* [SOURCE DOCUMENT]:
Machlokes / Controversy

Jewish World Review June 5, 2000 / 2 Sivan, 5760

Members of the Union of Orthodox Rabbis of the United States
and Canada march at Washington on October 6, 1943 in an effort
to draw attention to the plight of Jews trapped in Hitler's Germany.
When nobody else would, religious Jews were willing to save their brethren; they should be honored, not charged

By Jonathan Rosenblum -- DURING THE HOLOCAUST, ultra-Orthodox American rabbis focused on saving several hundred Polish Talmudic scholars, ignoring the suffering of millions of other Jews, who were eventually murdered by the Nazis. So Efraim Zuroff has been telling anyone who would listen (AP, The Jerusalem Post, Baltimore Sun) in order to promote his new book, The Response of Orthodox Jewry in the United States to the Holocaust.

That charge contains as many lies as words.

Would that the American communal framework had been as devoted to rescue as the Orthodox, or devoted at all. David Wyman, author of The Abandonment of the Jews (and a non-Jew with no axe to grind), characterizes American Jewish leaders during the Holocaust as "unable to break out of a business-as-usual pattern."

When Polish underground leader Jan Karski set out to alert the Jews of Britain and the United States in late 1942 to the Final Solution, his Jewish comrades told him sardonically, "Jewish leaders abroad won't be interested. At 11 in the morning you will begin telling them about the anguish of the Jews in Poland, but at 1 o'clock they will ask you to halt the narrative so they can have lunch."

The attitude of the Orthodox could not have been in sharper contrast. The leaders of American Orthodoxy spared no effort. The greatest Eastern European rabbis then in America - Rabbi Aharon Kotler and Rabbi Avraham Kalmonowitz - and the leaders of Agudath Israel violated the Sabbath on numerous occasions for vital rescue activities having nothing to do with yeshivas.

Treasury Secretary Henry Morgantheau Jr., recorded in his diary how Kalmanowitz "wept and wept and wept" in his office. The old rabbi's tears helped turn Morgantheau into the most ardent supporter of rescue within the Roosevelt Administration. And the fear that the "rabbis will tear the town apart," proved the prod for many a reluctant bureaucrat.

* [BRIEF 1]: Count the lines in the entries below that contain the word "distant", treating uppercase and lowercase as different. Give only the number.

* [SUPPLIED ENTRIES]:
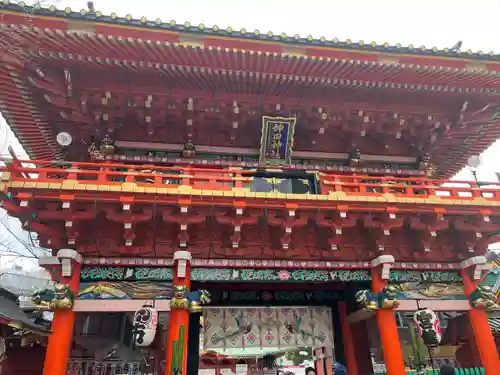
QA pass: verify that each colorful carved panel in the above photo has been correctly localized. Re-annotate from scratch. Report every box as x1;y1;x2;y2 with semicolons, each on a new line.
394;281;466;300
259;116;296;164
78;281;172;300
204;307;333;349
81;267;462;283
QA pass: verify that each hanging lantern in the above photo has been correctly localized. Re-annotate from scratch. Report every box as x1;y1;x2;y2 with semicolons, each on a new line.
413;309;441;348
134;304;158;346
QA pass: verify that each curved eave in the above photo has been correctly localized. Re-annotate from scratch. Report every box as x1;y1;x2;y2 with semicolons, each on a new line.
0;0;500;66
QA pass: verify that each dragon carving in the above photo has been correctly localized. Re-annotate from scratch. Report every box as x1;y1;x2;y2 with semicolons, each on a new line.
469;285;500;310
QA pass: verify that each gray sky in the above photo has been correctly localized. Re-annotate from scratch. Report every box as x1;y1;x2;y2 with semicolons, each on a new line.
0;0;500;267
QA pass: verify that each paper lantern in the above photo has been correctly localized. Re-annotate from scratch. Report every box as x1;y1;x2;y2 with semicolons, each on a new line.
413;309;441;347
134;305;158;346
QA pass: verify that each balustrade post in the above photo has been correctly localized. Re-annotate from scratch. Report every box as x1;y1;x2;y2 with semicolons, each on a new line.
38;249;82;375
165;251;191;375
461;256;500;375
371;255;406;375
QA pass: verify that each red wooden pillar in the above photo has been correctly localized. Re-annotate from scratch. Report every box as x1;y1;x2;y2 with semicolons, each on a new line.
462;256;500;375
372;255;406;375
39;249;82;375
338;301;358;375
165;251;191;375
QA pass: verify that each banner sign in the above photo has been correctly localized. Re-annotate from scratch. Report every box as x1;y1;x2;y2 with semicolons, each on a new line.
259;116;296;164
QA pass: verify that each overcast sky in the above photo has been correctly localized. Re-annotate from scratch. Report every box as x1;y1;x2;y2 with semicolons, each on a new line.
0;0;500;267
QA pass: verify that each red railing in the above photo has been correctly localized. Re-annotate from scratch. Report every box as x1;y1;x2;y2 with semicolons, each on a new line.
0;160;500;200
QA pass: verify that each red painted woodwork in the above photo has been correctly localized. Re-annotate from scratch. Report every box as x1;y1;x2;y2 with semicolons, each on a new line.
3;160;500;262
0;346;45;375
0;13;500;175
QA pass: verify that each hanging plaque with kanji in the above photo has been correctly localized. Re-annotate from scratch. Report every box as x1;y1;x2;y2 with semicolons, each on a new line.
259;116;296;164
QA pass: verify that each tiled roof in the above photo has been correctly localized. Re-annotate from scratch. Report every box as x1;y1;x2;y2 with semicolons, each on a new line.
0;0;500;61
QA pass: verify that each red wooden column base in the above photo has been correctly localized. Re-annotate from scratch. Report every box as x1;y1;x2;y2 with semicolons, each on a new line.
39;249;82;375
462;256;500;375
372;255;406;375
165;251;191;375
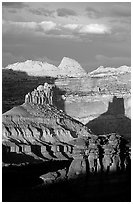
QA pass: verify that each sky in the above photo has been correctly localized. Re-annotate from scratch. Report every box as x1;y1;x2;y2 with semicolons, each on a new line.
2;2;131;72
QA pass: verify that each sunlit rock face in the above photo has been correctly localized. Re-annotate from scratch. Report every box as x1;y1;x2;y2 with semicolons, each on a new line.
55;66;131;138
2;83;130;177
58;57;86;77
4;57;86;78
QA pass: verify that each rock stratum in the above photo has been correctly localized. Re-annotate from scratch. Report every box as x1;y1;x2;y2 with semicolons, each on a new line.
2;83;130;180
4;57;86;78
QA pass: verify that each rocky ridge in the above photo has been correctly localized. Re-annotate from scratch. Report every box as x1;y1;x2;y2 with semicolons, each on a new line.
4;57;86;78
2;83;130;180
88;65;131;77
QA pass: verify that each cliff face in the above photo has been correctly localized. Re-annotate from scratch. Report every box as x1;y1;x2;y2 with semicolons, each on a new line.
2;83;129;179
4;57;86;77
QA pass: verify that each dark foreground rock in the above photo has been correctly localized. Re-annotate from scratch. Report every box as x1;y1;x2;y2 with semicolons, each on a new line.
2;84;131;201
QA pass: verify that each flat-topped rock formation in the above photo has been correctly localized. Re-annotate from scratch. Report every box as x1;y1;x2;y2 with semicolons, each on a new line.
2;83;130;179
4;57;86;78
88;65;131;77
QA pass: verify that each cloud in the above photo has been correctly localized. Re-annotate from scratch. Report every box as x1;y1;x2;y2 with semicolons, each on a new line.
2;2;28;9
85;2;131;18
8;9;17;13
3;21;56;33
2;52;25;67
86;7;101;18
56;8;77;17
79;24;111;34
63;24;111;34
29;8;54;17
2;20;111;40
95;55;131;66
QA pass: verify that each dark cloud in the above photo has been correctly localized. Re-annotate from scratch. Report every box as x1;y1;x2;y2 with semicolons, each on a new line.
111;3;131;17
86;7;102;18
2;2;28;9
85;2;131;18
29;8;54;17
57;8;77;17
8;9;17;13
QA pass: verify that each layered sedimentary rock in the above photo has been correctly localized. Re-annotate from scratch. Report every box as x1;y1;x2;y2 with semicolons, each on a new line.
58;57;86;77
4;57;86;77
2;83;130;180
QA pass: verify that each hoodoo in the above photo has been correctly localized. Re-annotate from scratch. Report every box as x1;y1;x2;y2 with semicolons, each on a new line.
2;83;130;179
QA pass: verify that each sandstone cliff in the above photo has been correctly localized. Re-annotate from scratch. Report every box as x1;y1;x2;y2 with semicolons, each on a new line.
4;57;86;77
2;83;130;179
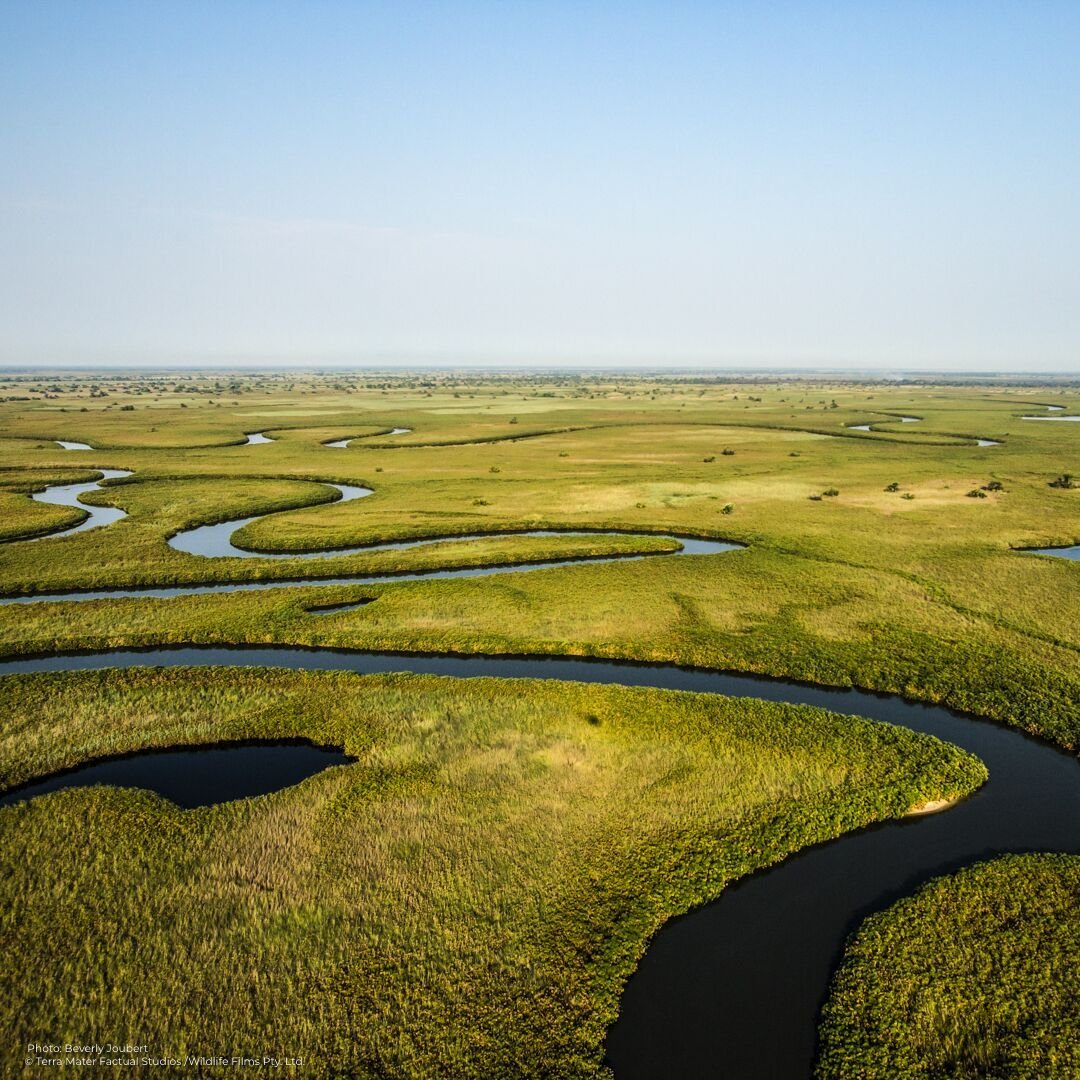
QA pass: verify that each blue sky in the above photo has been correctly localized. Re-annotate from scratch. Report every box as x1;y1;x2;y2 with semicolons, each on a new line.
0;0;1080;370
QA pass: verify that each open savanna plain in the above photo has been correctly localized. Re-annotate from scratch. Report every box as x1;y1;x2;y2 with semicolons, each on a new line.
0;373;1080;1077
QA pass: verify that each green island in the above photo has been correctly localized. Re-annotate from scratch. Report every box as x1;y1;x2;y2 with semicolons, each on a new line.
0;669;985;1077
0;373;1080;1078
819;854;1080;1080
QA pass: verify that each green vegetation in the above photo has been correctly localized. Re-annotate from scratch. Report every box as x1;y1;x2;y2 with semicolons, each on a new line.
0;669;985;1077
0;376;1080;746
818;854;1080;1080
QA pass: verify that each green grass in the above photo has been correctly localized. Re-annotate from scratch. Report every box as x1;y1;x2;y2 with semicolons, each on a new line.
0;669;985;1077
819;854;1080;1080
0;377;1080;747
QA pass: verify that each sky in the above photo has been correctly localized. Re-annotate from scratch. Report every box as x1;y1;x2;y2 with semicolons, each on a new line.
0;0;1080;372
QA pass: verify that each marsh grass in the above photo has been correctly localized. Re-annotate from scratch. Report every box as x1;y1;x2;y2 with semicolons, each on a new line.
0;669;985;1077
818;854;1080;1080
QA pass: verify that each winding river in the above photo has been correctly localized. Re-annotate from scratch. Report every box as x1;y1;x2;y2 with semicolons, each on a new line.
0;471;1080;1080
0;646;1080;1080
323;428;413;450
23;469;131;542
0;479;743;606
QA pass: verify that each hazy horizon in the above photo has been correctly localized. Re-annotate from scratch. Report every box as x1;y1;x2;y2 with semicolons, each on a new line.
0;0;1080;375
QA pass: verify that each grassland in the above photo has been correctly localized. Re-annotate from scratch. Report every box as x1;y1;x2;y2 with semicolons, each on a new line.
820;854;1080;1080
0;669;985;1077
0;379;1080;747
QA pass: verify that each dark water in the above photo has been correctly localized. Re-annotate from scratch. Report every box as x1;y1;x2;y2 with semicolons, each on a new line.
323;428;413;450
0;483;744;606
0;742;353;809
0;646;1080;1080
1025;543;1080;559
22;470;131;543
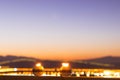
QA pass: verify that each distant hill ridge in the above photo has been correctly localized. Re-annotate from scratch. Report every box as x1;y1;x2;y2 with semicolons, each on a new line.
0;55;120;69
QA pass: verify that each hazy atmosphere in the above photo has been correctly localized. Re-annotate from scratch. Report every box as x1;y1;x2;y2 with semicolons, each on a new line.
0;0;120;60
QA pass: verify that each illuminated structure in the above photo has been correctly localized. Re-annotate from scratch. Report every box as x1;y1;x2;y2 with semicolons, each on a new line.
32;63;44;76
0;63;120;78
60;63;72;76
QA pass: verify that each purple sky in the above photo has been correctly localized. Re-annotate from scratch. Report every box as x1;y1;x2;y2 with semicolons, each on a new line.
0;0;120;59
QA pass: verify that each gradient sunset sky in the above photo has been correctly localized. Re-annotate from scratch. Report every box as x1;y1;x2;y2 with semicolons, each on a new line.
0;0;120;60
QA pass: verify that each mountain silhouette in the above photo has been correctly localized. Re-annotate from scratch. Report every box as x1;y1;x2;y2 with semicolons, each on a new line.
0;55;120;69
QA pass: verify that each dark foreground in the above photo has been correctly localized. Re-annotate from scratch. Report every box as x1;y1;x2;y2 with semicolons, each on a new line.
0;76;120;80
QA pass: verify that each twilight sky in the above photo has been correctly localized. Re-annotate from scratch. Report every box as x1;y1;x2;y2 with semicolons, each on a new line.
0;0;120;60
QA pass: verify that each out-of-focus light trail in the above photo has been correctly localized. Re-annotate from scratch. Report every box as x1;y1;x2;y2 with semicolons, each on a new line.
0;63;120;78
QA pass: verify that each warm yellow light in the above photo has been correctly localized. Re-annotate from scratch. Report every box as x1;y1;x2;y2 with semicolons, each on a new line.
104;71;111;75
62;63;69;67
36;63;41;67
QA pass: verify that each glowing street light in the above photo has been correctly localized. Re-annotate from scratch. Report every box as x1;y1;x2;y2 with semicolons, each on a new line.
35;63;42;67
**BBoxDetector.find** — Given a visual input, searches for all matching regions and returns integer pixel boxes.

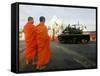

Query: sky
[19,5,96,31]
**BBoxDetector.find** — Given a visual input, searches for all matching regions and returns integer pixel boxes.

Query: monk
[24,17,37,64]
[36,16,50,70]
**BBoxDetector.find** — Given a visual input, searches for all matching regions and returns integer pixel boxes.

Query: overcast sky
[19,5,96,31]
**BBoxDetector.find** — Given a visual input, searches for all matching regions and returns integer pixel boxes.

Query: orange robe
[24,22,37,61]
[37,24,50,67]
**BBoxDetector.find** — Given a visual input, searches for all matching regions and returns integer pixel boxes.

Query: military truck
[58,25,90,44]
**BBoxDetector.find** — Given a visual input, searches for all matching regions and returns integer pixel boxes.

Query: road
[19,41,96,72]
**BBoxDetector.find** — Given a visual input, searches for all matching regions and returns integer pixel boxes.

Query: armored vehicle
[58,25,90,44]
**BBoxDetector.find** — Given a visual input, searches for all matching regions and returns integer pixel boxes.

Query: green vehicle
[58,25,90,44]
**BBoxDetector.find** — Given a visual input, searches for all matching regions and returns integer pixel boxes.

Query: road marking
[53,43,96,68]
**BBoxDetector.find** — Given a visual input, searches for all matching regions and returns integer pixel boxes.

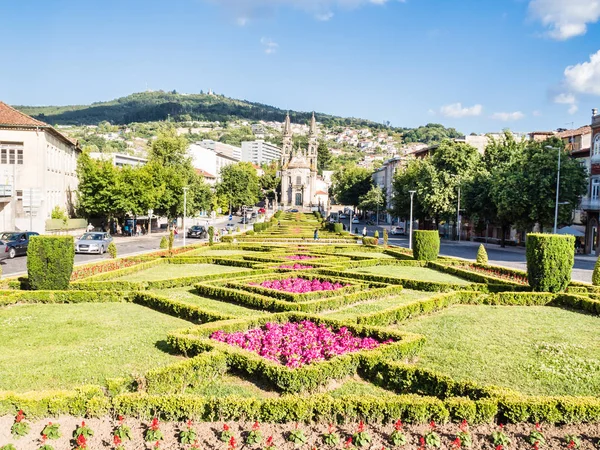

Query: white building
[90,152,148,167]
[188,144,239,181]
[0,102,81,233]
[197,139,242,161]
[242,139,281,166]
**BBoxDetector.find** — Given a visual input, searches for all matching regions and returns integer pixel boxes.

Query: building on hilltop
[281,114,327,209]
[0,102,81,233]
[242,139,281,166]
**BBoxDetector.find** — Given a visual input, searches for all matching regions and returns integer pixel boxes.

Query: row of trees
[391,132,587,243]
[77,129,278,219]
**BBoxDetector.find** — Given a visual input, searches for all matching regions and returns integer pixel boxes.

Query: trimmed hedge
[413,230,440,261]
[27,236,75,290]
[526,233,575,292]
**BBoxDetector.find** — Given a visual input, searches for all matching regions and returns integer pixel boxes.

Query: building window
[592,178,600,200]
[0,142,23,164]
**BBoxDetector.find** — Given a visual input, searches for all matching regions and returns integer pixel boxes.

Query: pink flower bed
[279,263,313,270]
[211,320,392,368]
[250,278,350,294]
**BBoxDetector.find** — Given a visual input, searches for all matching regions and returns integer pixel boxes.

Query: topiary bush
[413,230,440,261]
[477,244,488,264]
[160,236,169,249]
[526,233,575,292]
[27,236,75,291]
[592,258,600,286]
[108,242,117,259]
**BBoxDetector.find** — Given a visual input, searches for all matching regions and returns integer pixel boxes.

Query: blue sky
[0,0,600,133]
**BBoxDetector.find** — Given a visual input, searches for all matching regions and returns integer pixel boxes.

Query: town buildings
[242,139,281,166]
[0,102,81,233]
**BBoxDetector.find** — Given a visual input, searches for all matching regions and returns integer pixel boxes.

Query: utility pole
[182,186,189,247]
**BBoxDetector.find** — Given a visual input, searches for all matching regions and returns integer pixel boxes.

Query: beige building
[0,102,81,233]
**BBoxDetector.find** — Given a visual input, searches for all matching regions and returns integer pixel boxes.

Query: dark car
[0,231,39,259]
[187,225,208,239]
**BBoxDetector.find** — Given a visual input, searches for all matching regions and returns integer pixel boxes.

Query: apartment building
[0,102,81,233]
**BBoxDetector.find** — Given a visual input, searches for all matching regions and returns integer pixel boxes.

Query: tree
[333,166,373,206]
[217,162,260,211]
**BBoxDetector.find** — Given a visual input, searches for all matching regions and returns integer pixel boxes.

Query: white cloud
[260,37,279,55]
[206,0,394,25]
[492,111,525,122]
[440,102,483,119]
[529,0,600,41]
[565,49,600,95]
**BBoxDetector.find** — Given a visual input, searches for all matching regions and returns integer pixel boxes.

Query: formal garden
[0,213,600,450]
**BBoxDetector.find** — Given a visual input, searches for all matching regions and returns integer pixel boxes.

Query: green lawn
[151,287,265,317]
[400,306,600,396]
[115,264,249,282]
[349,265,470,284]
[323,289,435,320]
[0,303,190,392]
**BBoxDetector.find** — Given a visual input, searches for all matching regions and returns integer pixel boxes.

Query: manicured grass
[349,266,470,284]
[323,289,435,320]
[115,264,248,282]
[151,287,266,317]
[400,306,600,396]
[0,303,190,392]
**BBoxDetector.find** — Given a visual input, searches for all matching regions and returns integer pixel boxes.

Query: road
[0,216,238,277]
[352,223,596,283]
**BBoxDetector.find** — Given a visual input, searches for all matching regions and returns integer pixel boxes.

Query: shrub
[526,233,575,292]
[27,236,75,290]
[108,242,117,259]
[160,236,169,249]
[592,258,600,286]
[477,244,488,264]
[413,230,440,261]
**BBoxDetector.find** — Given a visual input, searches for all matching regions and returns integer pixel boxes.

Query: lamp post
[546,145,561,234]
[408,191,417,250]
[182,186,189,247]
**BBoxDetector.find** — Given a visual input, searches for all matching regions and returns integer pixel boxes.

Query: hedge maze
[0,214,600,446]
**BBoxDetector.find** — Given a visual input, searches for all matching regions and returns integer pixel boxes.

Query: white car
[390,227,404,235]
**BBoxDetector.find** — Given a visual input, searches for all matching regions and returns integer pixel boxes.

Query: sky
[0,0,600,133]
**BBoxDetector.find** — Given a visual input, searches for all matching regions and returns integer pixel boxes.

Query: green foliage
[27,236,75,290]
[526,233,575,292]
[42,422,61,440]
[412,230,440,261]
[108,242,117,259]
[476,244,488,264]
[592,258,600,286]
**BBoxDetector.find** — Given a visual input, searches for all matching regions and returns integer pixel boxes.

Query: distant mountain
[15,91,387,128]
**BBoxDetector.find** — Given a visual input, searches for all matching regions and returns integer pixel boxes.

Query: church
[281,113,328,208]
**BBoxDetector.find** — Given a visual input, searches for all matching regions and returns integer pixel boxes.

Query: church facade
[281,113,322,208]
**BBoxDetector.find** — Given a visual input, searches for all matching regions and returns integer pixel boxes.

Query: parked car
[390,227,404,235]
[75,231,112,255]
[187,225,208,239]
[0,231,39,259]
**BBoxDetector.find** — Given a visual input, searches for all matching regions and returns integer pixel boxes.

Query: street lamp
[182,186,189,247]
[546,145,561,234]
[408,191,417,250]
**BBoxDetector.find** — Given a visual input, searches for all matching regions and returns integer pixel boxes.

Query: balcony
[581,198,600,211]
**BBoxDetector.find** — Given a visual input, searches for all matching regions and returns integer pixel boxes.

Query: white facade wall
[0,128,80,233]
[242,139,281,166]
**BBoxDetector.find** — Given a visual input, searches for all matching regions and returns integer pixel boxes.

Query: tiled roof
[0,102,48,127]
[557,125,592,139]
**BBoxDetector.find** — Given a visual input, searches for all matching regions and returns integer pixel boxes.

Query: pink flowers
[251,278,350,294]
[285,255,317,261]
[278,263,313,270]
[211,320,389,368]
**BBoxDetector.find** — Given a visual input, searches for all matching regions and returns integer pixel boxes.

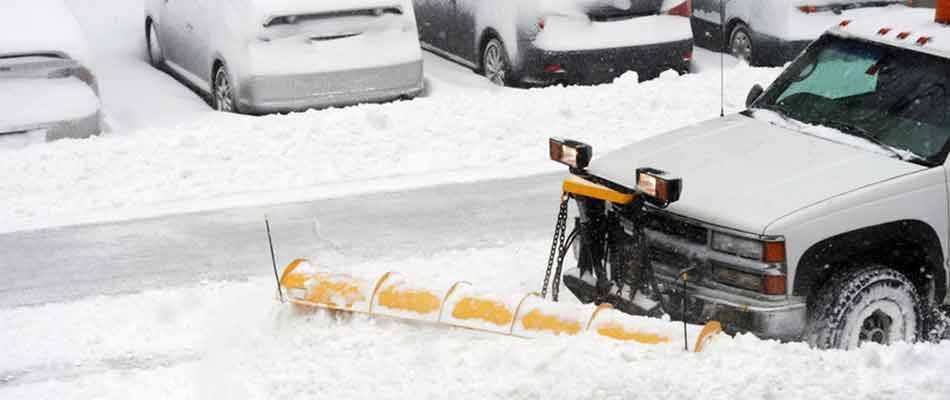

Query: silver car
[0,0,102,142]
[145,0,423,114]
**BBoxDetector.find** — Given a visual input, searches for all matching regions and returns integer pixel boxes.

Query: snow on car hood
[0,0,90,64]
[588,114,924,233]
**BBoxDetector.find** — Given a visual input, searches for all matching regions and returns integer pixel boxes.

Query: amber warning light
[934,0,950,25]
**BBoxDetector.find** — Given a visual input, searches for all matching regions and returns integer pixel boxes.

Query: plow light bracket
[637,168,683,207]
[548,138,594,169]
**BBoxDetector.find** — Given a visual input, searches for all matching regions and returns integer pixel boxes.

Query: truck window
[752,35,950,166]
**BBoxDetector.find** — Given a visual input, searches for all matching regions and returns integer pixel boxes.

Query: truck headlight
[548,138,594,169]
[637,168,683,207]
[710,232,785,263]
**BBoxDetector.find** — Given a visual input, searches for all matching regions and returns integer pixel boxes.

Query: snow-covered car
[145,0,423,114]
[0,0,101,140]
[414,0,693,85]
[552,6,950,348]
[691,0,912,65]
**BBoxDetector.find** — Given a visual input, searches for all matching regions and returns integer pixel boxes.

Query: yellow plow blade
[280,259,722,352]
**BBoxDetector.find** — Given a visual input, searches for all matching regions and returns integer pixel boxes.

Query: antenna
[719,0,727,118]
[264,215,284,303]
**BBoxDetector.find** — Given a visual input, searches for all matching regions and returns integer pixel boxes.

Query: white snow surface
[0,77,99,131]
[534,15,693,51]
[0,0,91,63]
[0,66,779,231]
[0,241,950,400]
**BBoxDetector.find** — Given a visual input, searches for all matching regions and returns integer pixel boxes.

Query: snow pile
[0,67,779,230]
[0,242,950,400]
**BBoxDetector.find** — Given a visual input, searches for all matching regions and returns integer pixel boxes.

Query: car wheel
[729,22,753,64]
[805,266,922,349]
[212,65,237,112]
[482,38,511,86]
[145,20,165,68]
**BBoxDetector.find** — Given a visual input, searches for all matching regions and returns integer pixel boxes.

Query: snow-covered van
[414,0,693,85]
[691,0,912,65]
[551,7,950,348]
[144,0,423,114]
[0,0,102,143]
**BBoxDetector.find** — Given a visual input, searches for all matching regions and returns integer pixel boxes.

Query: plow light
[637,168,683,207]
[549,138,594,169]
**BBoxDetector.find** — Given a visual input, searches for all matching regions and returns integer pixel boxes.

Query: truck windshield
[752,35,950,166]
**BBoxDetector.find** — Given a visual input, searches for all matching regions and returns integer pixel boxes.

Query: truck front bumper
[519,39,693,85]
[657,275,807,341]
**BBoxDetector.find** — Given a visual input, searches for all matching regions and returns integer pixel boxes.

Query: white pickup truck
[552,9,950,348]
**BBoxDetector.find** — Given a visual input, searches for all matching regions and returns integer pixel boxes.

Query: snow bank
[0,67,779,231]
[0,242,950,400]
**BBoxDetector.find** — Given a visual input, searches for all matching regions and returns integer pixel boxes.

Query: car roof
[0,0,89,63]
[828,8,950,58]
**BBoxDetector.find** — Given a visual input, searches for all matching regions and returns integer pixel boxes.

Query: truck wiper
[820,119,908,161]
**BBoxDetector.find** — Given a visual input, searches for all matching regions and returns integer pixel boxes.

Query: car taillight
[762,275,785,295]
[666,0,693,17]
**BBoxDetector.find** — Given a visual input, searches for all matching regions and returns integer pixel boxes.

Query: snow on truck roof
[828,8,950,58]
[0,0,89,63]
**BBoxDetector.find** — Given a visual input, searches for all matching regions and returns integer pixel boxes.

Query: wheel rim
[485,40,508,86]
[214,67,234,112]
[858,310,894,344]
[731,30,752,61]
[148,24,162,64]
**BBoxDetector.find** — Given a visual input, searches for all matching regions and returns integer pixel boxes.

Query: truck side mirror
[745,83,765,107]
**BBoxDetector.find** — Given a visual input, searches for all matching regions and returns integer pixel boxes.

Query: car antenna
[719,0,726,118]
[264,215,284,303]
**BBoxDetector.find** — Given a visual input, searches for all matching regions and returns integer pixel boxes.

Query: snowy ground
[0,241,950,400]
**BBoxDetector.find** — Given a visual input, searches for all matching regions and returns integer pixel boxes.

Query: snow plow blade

* [BRIEF 2]: Reproduce the passage from the article on Orthodox rescue efforts during the Holocaust word for word, starting with "Members of the" and going on through "to the Holocaust.".

* [WRITTEN ANSWER 1]: 2

* [WRITTEN ANSWER 2]:
Members of the Union of Orthodox Rabbis of the United States
and Canada march at Washington on October 6, 1943 in an effort
to draw attention to the plight of Jews trapped in Hitler's Germany.
When nobody else would, religious Jews were willing to save their brethren; they should be honored, not charged

By Jonathan Rosenblum -- DURING THE HOLOCAUST, ultra-Orthodox American rabbis focused on saving several hundred Polish Talmudic scholars, ignoring the suffering of millions of other Jews, who were eventually murdered by the Nazis. So Efraim Zuroff has been telling anyone who would listen (AP, The Jerusalem Post, Baltimore Sun) in order to promote his new book, The Response of Orthodox Jewry in the United States to the Holocaust.